Tasks and exercises:
[1] Translate this sentence from the article about baby Alonzo's death into Spanish: "Doctors had tried to revive him but he was declared dead by 2 p.m."
[2] From the article about baby Alonzo's death, reproduce the passage that begins at the words "It was just" and stops after "dead by 2 p.m.".

Text:

MANILA - “Losing a child is next to death.”
Six months before what was supposed to be baby Alonzo’s second birthday, his mother Angelica de Leon-Panganiban kissed his forehead as she laid him to rest.
Baby Alonzo had just been playing a few hours before his death on Jan. 14. A few hours later, his lips had suddenly turned purplish while sleeping after being breastfed, said Panganiban who had just finished cooking when when she checked up on him.
It was just the two of them at home when the incident happened as her husband was at work, she added.
“I tapped his cheeks and shouting for him to wake up but when I held his hand, it's already cold. I did mouth-to-mouth resuscitation but I can no longer hear his heartbeat,” she said.
Baby Alonzo was rushed to the nearest hospital, Panganiban said. Doctors had tried to revive him but he was declared dead by 2 p.m.
Panganiban said her second child died of aspiration and sudden infant death syndrome (SIDS), according to doctors. Her first child, daughter Lauraine Amarah, was born premature in 2017 and died when she was 14 days old, according to Panganiban.
“I just kept on crying and continued shouting his name and thinking that he still might wake up. I was there the whole morning and the moment I went out the room just to cook, the next thing I know is he was gone when I came back. Everything happened so fast without a warning,” she told ABS-CBN News.
Children may aspirate when food or liquid enters their lungs, according to the Boston Children’s Hospital. It occurs when children are put on their backs and left unattended, said Dr. Cynthia Cuayo-Juico, pediatrician and fellow at the Philippine Pediatric Society.
SIDS as the cause of a child’s death is rare in the Philippines, she added.

The data:
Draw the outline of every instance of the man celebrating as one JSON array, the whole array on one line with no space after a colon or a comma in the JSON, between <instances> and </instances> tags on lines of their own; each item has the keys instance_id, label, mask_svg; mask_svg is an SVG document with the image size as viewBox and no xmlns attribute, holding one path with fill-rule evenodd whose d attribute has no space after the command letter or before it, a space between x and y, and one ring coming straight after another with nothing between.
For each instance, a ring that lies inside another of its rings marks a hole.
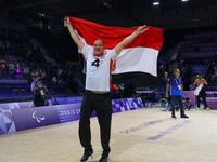
<instances>
[{"instance_id":1,"label":"man celebrating","mask_svg":"<svg viewBox=\"0 0 217 162\"><path fill-rule=\"evenodd\" d=\"M90 134L90 117L95 110L101 131L101 145L103 153L100 162L106 162L110 149L112 99L110 94L112 62L120 53L125 45L131 42L138 35L149 28L139 27L135 32L125 38L113 50L106 51L102 40L97 39L93 43L93 52L85 44L75 32L69 18L65 19L71 37L81 51L87 62L86 92L80 108L79 138L85 148L80 161L87 161L93 154Z\"/></svg>"},{"instance_id":2,"label":"man celebrating","mask_svg":"<svg viewBox=\"0 0 217 162\"><path fill-rule=\"evenodd\" d=\"M196 99L197 99L197 110L200 110L200 99L202 97L203 103L204 103L204 110L209 110L207 103L206 103L206 92L205 92L205 87L204 85L208 85L208 83L206 82L205 79L203 79L202 75L199 75L199 78L195 80L195 82L193 83L194 86L199 87L200 85L202 85L201 91L199 92L199 95L196 95Z\"/></svg>"},{"instance_id":3,"label":"man celebrating","mask_svg":"<svg viewBox=\"0 0 217 162\"><path fill-rule=\"evenodd\" d=\"M175 116L175 105L178 100L180 106L181 118L189 118L184 114L183 110L183 100L182 100L182 91L183 91L183 82L181 77L179 76L179 69L174 70L174 76L168 80L166 86L166 97L169 97L168 91L170 86L170 95L171 95L171 118L176 118Z\"/></svg>"}]
</instances>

Your written answers:
[1] Los médicos habían intentado reanimarlo, pero lo declararon muerto para las 2 p. m.

[2]
It was just the two of them at home when the incident happened as her husband was at work, she added.
“I tapped his cheeks and shouting for him to wake up but when I held his hand, it's already cold. I did mouth-to-mouth resuscitation but I can no longer hear his heartbeat,” she said.
Baby Alonzo was rushed to the nearest hospital, Panganiban said. Doctors had tried to revive him but he was declared dead by 2 p.m.